SÉLECTION.
Les deux premiers jours à Beauregard ont laissé des traces. Après avoir vu seize concerts dans leur intégralité en deux jours et avoir piétiné pendant près de 18 heures, on mérite bien un gros plateau de fruits de mer pour le petit-déjeuner.
En début d'après-midi, on rate Lull. Dommage car ses balades folks nous avaient séduits sur son Myspace.
On entre donc directement dans le vif du sujet avec Anna Calvi. En quelques mois, la jeune londonienne a pris énormément d'assurance et commence à devenir une vraie bête de scène. Elle entre, rouge à lèvres écarlate, tout de noir vêtue, talons hauts, un blouson qu'elle ne tarde pas à tomber soulevant la poussière devant les enceintes de retour et les cheveux détachés dans le vent. Pas facile de balancer son rock crépusculaire à 4h de l'après-midi sous la chaleur écrasante. On constate que sa voix a encore pris de l'ampleur, ses envolées sont d'une absolue puissance.
La multi-instrumentiste Mally habille à l'harmonium ces ballades qui autrement pourraient paraître rêches. Quant au batteur, il est plus à l'aise qu'il y a quelques mois. Anna Calvi est concentrée, mais souriante entre les chansons. Un deuxième guitariste additionnel intervient parfois sur certaines chansons qui donne plus d'espace à ces compositions qu'aurait pu écrire le bâtard d'Elvis et de Siouxsie Sioux.
Le gros ampli Vox derrière elle donne à la musique cette texture si particulière, cette ambiance brute et sensuelle. La quasi-intégralité de son album sera interprétée, mais on retient les versions tendues et intenses de "Blackout" et de "The Devil". En avant-dernière chanson, elle interprète en reprise de Piaf, un "Jezebel" voodoo et tribal, avec une batterie qui emporte tout sur son passage. Malgré un horaire pas forcément adapté (comme Agnes Obel la veille) aux ambiances solennelles des chansons, Anna Calvi s'impose haut la main.

SÉRIE DE TÂCHES.
a) D'après le compte rendu du festival, combien de concerts ont été vus en entier pendant les deux premiers jours à Beauregard ?
b) Dans le compte rendu du festival, condensez sous forme de liste le paragraphe qui commence par « La multi-instrumentiste Mally » en conservant ses faits principaux.

Enregistrements extraits.
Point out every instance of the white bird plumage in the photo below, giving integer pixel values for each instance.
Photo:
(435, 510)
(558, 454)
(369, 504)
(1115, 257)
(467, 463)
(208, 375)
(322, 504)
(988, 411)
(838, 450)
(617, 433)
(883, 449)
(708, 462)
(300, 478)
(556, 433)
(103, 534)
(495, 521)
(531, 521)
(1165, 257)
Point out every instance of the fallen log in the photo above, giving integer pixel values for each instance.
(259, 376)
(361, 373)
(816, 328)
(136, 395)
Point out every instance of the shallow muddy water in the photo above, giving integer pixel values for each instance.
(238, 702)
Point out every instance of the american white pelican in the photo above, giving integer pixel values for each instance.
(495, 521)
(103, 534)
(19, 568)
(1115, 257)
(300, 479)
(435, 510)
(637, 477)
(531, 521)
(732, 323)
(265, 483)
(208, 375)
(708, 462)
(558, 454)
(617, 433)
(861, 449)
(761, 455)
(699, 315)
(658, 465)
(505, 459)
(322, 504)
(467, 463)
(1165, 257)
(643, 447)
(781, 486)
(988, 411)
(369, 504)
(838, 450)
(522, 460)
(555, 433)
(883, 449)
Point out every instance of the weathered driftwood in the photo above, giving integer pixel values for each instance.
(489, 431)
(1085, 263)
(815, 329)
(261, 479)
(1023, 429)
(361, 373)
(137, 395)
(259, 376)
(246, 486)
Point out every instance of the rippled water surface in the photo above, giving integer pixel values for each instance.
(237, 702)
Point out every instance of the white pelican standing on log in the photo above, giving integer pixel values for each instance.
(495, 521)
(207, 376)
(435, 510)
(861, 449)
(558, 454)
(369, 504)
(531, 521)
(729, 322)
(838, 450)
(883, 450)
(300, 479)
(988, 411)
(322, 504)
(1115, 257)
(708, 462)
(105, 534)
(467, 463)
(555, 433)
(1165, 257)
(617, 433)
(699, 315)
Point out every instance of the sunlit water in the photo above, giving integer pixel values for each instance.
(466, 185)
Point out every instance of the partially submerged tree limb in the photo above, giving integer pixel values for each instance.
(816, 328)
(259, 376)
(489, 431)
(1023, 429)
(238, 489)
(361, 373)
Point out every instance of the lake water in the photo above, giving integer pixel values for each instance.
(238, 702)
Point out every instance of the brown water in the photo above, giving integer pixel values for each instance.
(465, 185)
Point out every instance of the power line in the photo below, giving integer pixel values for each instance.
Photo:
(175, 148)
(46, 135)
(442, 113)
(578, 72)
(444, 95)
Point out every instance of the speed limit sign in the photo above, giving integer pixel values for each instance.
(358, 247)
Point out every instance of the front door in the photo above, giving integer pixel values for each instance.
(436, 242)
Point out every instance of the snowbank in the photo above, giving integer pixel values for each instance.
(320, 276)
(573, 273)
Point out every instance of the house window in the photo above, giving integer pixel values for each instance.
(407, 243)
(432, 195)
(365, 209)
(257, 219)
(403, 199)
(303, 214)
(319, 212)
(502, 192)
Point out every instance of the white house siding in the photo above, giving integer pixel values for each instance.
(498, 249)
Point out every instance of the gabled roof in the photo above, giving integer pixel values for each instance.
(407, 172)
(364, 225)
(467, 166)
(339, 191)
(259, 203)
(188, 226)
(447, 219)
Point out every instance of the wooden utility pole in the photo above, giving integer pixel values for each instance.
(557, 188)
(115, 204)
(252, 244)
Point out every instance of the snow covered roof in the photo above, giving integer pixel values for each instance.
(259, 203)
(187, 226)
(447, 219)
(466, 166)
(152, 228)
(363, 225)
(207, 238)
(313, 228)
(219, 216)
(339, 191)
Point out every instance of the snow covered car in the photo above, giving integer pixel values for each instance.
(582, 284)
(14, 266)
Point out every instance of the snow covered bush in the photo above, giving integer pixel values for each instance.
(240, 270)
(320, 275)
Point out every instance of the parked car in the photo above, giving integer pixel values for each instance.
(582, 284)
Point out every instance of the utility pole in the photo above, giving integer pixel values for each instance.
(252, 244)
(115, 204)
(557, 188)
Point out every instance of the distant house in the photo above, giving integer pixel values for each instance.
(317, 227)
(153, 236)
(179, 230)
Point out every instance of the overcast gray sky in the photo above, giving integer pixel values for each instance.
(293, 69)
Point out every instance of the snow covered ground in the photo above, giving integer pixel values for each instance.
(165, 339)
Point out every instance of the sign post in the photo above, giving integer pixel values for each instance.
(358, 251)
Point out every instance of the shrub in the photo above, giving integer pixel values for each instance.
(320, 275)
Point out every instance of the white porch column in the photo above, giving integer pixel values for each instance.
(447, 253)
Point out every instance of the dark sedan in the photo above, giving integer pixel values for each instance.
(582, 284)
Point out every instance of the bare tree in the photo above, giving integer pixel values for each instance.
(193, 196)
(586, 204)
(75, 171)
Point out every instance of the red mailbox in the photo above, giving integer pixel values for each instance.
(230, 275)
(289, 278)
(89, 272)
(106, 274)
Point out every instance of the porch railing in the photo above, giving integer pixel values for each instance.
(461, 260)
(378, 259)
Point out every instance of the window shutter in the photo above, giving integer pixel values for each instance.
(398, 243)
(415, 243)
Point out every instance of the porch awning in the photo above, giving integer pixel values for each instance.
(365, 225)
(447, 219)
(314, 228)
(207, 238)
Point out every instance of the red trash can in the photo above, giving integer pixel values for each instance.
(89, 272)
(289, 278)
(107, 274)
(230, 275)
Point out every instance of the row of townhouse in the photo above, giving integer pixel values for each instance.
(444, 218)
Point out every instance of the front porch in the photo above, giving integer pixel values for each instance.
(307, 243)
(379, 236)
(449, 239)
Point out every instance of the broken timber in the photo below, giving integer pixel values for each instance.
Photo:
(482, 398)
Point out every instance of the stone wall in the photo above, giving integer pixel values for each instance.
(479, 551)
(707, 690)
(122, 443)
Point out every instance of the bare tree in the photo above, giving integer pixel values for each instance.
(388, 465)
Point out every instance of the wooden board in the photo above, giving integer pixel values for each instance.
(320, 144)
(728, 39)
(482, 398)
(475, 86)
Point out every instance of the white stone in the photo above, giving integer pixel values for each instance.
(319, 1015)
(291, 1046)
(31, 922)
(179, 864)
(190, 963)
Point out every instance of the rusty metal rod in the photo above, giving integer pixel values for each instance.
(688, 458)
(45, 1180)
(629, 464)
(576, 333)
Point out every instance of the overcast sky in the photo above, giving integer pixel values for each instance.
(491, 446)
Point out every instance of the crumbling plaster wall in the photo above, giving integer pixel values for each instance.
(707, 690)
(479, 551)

SOLUTIONS PAR TÂCHE.
a) Seize concerts.

b)
- Mally, multi-instrumentiste, accompagne les ballades à l'harmonium.
- Le batteur est plus à l'aise qu'il y a quelques mois.
- Anna Calvi reste concentrée mais sourit entre les chansons.
- Sur certaines chansons, un deuxième guitariste donne plus d'espace aux compositions.